• What is being asked: Pull out every line of the entries below that contains the word "grey", and list those lines.

==== Given entries ====

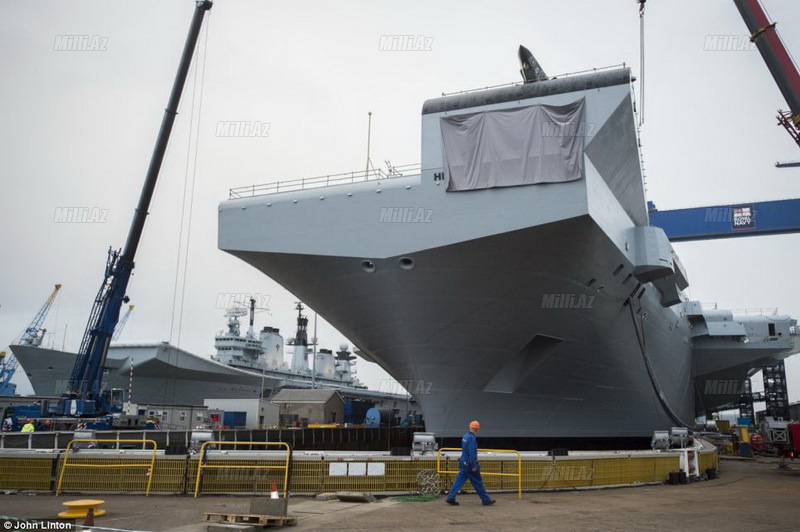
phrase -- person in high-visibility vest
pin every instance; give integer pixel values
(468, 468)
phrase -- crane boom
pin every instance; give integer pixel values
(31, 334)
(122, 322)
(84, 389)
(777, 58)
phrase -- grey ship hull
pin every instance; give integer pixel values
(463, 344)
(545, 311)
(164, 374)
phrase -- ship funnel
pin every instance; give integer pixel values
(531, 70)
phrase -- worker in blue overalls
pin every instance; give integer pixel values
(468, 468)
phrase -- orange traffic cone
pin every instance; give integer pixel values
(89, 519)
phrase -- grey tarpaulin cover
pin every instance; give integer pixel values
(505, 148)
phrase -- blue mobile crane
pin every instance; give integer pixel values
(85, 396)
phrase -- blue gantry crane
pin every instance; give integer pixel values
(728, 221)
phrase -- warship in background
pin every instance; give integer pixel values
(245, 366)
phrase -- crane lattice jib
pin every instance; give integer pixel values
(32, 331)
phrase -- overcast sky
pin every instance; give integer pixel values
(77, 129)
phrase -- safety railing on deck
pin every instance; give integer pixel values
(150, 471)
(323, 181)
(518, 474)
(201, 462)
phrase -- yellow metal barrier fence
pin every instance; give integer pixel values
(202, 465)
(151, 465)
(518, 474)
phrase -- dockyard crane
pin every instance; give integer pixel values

====
==== Given entries ====

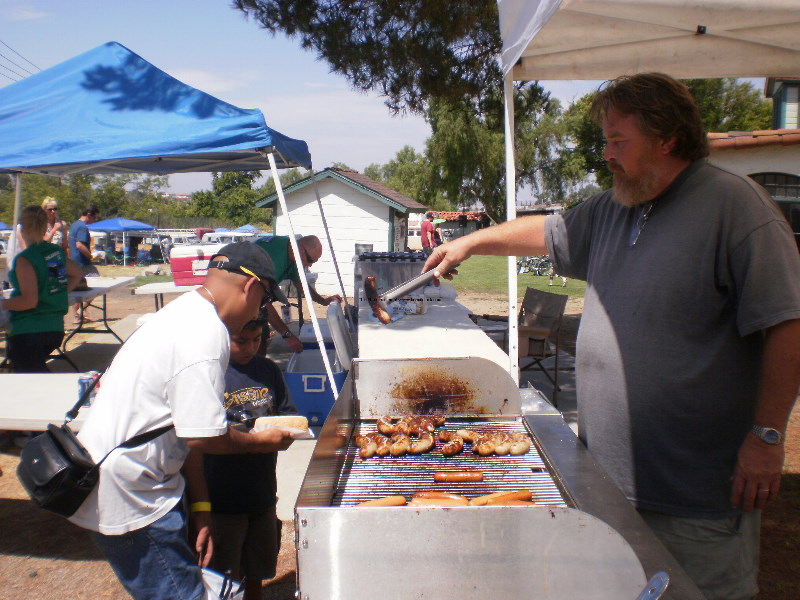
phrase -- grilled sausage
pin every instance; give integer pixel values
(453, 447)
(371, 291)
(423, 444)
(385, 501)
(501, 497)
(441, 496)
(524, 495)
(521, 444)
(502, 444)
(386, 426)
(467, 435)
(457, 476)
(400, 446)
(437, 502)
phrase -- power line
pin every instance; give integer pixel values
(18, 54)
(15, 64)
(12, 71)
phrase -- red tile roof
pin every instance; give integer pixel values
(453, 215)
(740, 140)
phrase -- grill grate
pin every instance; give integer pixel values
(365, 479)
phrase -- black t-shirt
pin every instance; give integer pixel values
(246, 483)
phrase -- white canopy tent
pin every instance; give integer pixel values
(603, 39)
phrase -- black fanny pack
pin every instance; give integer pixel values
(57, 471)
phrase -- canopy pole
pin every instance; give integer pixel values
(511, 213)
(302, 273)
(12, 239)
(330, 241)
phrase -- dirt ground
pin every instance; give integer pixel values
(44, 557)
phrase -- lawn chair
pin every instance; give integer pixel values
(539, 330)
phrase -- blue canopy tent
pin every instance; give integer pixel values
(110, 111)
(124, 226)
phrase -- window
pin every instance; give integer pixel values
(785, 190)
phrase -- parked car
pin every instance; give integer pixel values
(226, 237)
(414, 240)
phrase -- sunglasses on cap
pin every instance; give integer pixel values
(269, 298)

====

• Written response:
phrase -- grey ship hull
phrase -- grey tarpaulin cover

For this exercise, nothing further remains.